** start Text excerpt **
# Town Map Maker



## doctorjeff98 (Jul 2, 2003)

This week's addition to the RPG Toolbox is an online Town Map Maker available for free use at Dimensions Game Software


----------



## doctorjeff98 (Jul 15, 2003)

It's official---thousands of people have The Town Map Maker (a simple point-and-click utility) my most popular RPG tool.  The World Builder is running a close second.  I hope it's ok to pat myself on the back.


----------



## Mouseferatu (Jul 15, 2003)

doctorjeff98 said:
			
		

> *It's official---thousands of people have The Town Map Maker (a simple point-and-click utility) my most popular RPG tool.  The World Builder is running a close second.  I hope it's ok to pat myself on the back.  *




Don't strain; I'll pat you on the back for you.  

The Town Maker--and specifically the random town feature--is something I've been looking for for _ages_, and I will be making frequent use of it.
** end Text excerpt **
** start Collected data **
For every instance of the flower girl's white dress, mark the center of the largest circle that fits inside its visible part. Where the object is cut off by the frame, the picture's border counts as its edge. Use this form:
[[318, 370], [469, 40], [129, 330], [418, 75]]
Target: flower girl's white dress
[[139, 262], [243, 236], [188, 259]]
** end Collected data **
§ Directions:
(a) In the Town Map Maker thread, reproduce the passage starting at "## Mouseferatu (Jul" and ending at "back for you.", swapping in "thump" wherever "pat" appears.
(b) Summarize the Town Map Maker thread in two sentences.
(c) Give the date of every post in the Town Map Maker thread, in order.

§ Task-by-task outputs:
(a)
## Mouseferatu (Jul 15, 2003)

doctorjeff98 said:
			
		

> *It's official---thousands of people have The Town Map Maker (a simple point-and-click utility) my most popular RPG tool.  The World Builder is running a close second.  I hope it's ok to thump myself on the back.  *




Don't strain; I'll thump you on the back for you.

(b) A poster announces a free online Town Map Maker added to the RPG Toolbox at Dimensions Game Software, then later calls it the most popular RPG tool, with the World Builder a close second. A second poster offers a pat on the back and says the Town Maker's random town feature has been sought for ages and will get frequent use.

(c)
Jul 2, 2003
Jul 15, 2003
Jul 15, 2003